» **PROVIDED PASSAGE**
Behind every retiree healthcare search sit three real worries: can I afford to get sick here, will anyone treat me in English, and how long will I wait when something goes wrong. This page answers all three with prices, wait times, hospital names, and the senior discounts most olim never claim. It is the doctors-and-costs chapter of our sub-hub on healthcare and long-term care for retirees in Israel, which sits inside our full playbook for retiring in Israel. Last verified: July 2026, against Bituach Leumi, Health Ministry, and Taub Center figures in force for 2026.

Three Hebrew words that move you through the system

  • Hafnaya: the referral your family doctor issues before you can book most specialists.
  • Hitchayvut (Tofes 17): your fund’s written promise to pay for a named procedure; without it, a planned hospital bill is yours.
  • Mashlim: the supplementary insurance your fund sells on top of the public basket; over 80% of Israelis carry it.

» **WORK TASK A**
Echo the passage on retiree healthcare in Israel from "Behind every retiree" up to and including "bill is yours.".
» **WORK TASK B**
According to the passage on retiree healthcare in Israel, what share of Israelis carry mashlim?
» **WORK TASK C**
Pick up the passage on retiree healthcare in Israel after its last sentence and continue it.
The entries that follow have no connection to the passage on retiree healthcare in Israel.

[Saved entries]
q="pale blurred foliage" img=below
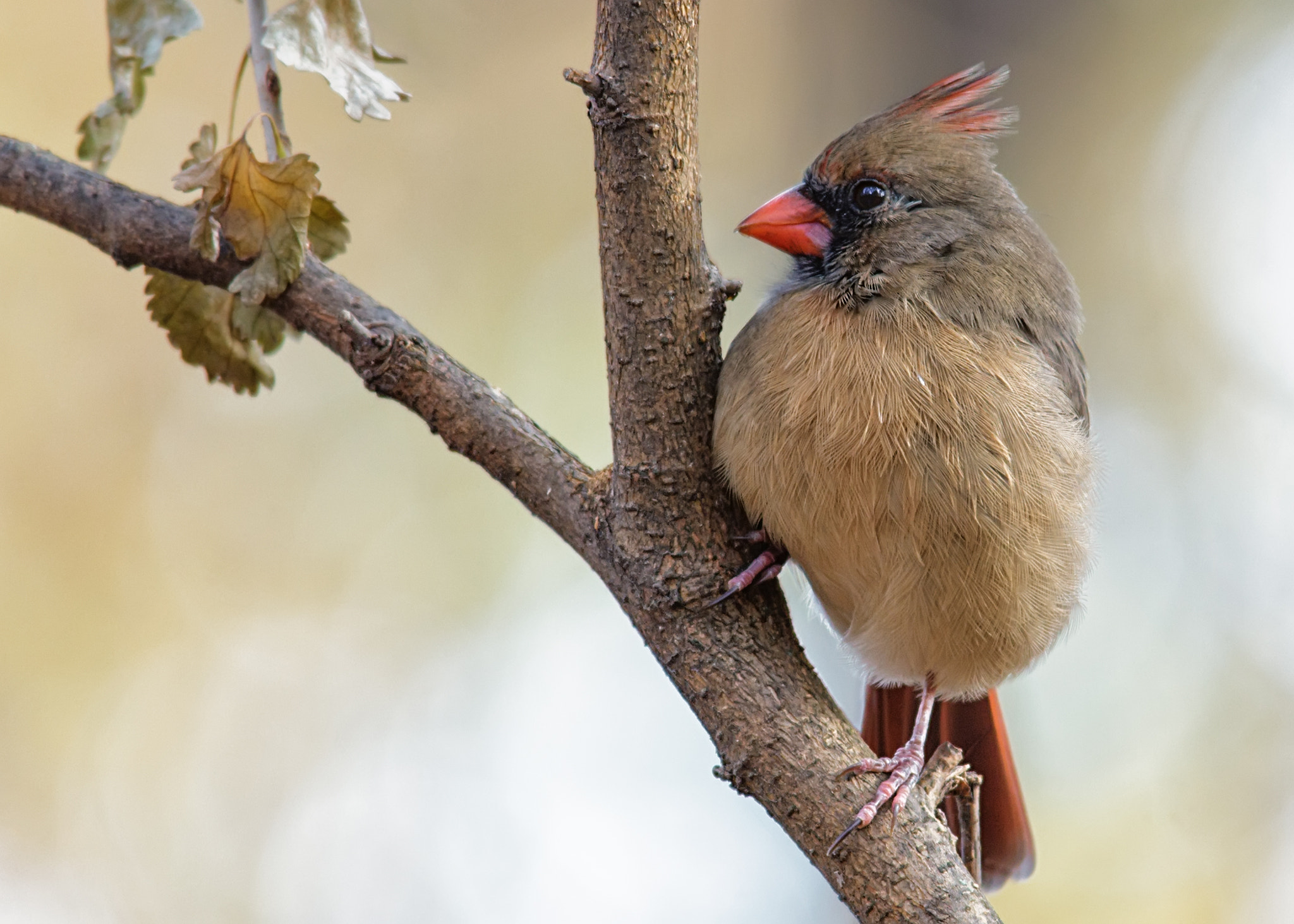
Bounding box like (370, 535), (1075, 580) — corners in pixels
(0, 0), (1294, 924)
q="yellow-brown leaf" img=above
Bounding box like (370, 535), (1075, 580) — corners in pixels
(174, 137), (320, 304)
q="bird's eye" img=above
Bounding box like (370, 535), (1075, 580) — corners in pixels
(854, 180), (889, 212)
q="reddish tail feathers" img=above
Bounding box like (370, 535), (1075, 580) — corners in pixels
(863, 685), (1034, 891)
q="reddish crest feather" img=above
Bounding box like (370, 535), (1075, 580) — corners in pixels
(889, 64), (1017, 135)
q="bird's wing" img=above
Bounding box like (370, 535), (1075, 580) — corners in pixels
(1017, 318), (1091, 431)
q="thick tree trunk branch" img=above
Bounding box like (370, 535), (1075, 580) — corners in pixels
(0, 136), (594, 558)
(0, 0), (998, 906)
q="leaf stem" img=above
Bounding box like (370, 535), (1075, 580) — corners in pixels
(227, 45), (251, 147)
(247, 0), (293, 160)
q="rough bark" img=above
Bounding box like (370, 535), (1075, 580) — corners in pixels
(0, 0), (998, 923)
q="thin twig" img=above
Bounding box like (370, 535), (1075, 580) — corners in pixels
(247, 0), (293, 160)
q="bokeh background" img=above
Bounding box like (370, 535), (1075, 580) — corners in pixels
(0, 0), (1294, 924)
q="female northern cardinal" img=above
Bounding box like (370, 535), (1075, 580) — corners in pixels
(714, 68), (1092, 887)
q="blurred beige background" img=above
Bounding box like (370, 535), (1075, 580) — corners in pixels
(0, 0), (1294, 924)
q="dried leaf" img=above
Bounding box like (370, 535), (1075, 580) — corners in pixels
(76, 0), (202, 171)
(262, 0), (409, 122)
(373, 45), (409, 64)
(143, 267), (279, 395)
(174, 137), (320, 304)
(309, 195), (351, 263)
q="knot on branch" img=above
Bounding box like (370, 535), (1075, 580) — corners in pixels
(562, 68), (608, 102)
(710, 757), (753, 796)
(916, 741), (983, 885)
(705, 258), (742, 304)
(342, 309), (399, 391)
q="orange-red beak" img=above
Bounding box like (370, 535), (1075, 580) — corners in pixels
(736, 186), (831, 256)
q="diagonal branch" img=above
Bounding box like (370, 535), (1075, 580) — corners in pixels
(0, 136), (596, 560)
(567, 0), (998, 924)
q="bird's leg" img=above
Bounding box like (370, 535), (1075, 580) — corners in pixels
(705, 529), (789, 607)
(827, 680), (934, 856)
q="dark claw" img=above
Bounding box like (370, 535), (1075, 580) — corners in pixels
(704, 550), (780, 609)
(701, 587), (746, 609)
(827, 818), (863, 856)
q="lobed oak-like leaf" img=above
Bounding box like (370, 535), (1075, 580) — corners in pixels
(76, 0), (202, 171)
(143, 267), (287, 395)
(262, 0), (409, 122)
(174, 137), (320, 304)
(308, 195), (351, 263)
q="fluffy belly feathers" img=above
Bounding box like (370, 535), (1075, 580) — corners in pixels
(714, 290), (1091, 697)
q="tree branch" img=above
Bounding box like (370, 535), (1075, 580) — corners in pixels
(0, 0), (998, 906)
(567, 0), (998, 921)
(0, 136), (595, 559)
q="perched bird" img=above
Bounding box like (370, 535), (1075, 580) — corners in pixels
(714, 68), (1092, 888)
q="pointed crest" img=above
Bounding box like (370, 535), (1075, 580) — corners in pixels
(889, 64), (1019, 135)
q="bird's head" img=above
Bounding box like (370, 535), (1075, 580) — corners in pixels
(737, 66), (1025, 303)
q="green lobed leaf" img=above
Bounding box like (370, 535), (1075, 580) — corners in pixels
(143, 267), (287, 395)
(76, 0), (202, 171)
(306, 195), (351, 263)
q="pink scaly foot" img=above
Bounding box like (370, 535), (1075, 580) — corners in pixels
(827, 681), (934, 856)
(703, 529), (789, 609)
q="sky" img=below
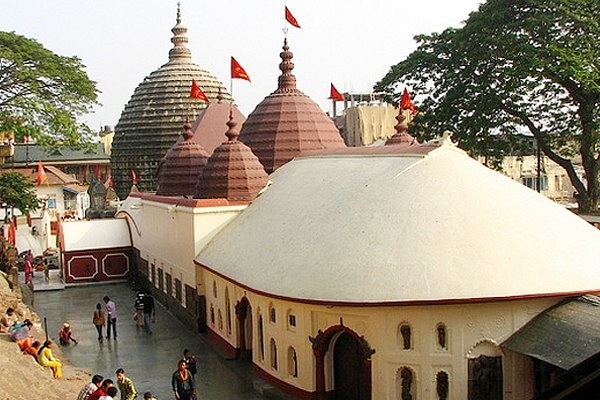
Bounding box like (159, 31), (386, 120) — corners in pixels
(0, 0), (481, 131)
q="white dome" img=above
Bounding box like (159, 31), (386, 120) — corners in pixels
(197, 145), (600, 304)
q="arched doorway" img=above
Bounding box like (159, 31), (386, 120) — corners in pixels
(467, 340), (504, 400)
(310, 325), (375, 400)
(235, 297), (252, 360)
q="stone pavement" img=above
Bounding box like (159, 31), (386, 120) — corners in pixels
(34, 282), (290, 400)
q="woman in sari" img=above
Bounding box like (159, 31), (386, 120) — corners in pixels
(38, 340), (62, 379)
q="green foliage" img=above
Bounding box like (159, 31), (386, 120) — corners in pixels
(0, 32), (98, 147)
(375, 0), (600, 212)
(0, 171), (40, 214)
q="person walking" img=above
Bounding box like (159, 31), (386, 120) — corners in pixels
(115, 368), (137, 400)
(58, 322), (77, 346)
(144, 293), (156, 334)
(171, 360), (196, 400)
(182, 349), (198, 378)
(133, 291), (144, 328)
(92, 303), (108, 343)
(104, 296), (117, 340)
(25, 255), (33, 285)
(77, 375), (104, 400)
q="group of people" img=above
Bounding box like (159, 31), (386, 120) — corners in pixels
(0, 292), (202, 400)
(92, 292), (156, 342)
(92, 296), (117, 342)
(0, 307), (62, 379)
(77, 368), (142, 400)
(77, 349), (197, 400)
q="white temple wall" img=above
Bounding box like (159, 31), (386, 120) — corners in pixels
(204, 271), (562, 400)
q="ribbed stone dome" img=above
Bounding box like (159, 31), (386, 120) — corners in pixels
(156, 122), (209, 196)
(192, 94), (246, 154)
(194, 114), (269, 202)
(240, 38), (346, 174)
(111, 7), (231, 198)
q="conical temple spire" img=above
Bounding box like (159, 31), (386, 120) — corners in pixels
(225, 112), (240, 142)
(169, 3), (192, 61)
(275, 38), (297, 93)
(385, 108), (416, 146)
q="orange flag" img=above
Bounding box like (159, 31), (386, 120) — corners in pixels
(104, 175), (115, 189)
(329, 83), (344, 101)
(231, 57), (250, 82)
(37, 160), (48, 186)
(190, 79), (209, 103)
(285, 6), (300, 28)
(400, 88), (417, 116)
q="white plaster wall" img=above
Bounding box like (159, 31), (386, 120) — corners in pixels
(123, 197), (245, 301)
(203, 271), (562, 400)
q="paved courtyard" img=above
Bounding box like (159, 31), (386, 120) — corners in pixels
(34, 282), (283, 400)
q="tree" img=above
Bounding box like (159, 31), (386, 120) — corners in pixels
(375, 0), (600, 213)
(0, 32), (98, 147)
(0, 171), (40, 214)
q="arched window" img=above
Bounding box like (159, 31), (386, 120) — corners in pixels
(435, 371), (449, 400)
(396, 367), (415, 400)
(435, 322), (448, 350)
(288, 346), (298, 378)
(271, 338), (277, 370)
(258, 315), (265, 361)
(287, 310), (296, 330)
(269, 304), (277, 324)
(398, 322), (412, 350)
(225, 287), (231, 335)
(217, 308), (223, 331)
(467, 340), (504, 400)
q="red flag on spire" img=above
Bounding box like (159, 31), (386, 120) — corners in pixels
(400, 88), (417, 116)
(329, 83), (344, 101)
(190, 79), (209, 103)
(37, 160), (48, 186)
(285, 6), (300, 28)
(231, 57), (250, 82)
(104, 175), (115, 189)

» **EXERCISE RESPONSE A**
Behind every retiree healthcare search sit three real worries: can I afford to get sick here, will anyone treat me in English, and how long will I wait when something goes wrong. This page answers all three with prices, wait times, hospital names, and the senior discounts most olim never claim. It is the doctors-and-costs chapter of our sub-hub on healthcare and long-term care for retirees in Israel, which sits inside our full playbook for retiring in Israel. Last verified: July 2026, against Bituach Leumi, Health Ministry, and Taub Center figures in force for 2026.

Three Hebrew words that move you through the system

  • Hafnaya: the referral your family doctor issues before you can book most specialists.
  • Hitchayvut (Tofes 17): your fund’s written promise to pay for a named procedure; without it, a planned hospital bill is yours.

» **EXERCISE RESPONSE B**
Over 80% of Israelis carry it.

» **EXERCISE RESPONSE C**
Private insurance age limits: which doors stay open after 65

Private insurance age limits work layer by layer, and the pattern favors seniors more than newcomers expect:

  • The public basket has no age limit at all. No health screening, no waiting period, no pre-existing-condition exclusion, at 67 or at 97. Once you draw the state pension, the health contribution is simply deducted from it: ₪237 a month for an individual, ₪340 for a couple, ₪123 for income-supplement recipients.
  • Mashlim cannot refuse you either. Premiums are age-banded but health-status-blind: at 65 and over, ₪150 to ₪200 a month for the basic tier and ₪300 to ₪500 for premium. One real age limit hides inside it: the dental rider covers members from 18 to 72, after which the public senior dental reform takes over. New olim who join mashlim within 90 days of aliyah get every waiting period waived, including for conditions they arrive with.
  • Commercial private insurance is the only layer that can say no. Harel, Migdal, Phoenix, and Clal underwrite by health, exclude pre-existing conditions, and impose a standard 90-day waiting period. At ages 60 to 75 premiums run ₪300 to ₪800 a month, and applicants with a significant medical history are routinely declined. What it buys is choice: any private hospital, any surgeon. For most retirees, mashlim is the better spend.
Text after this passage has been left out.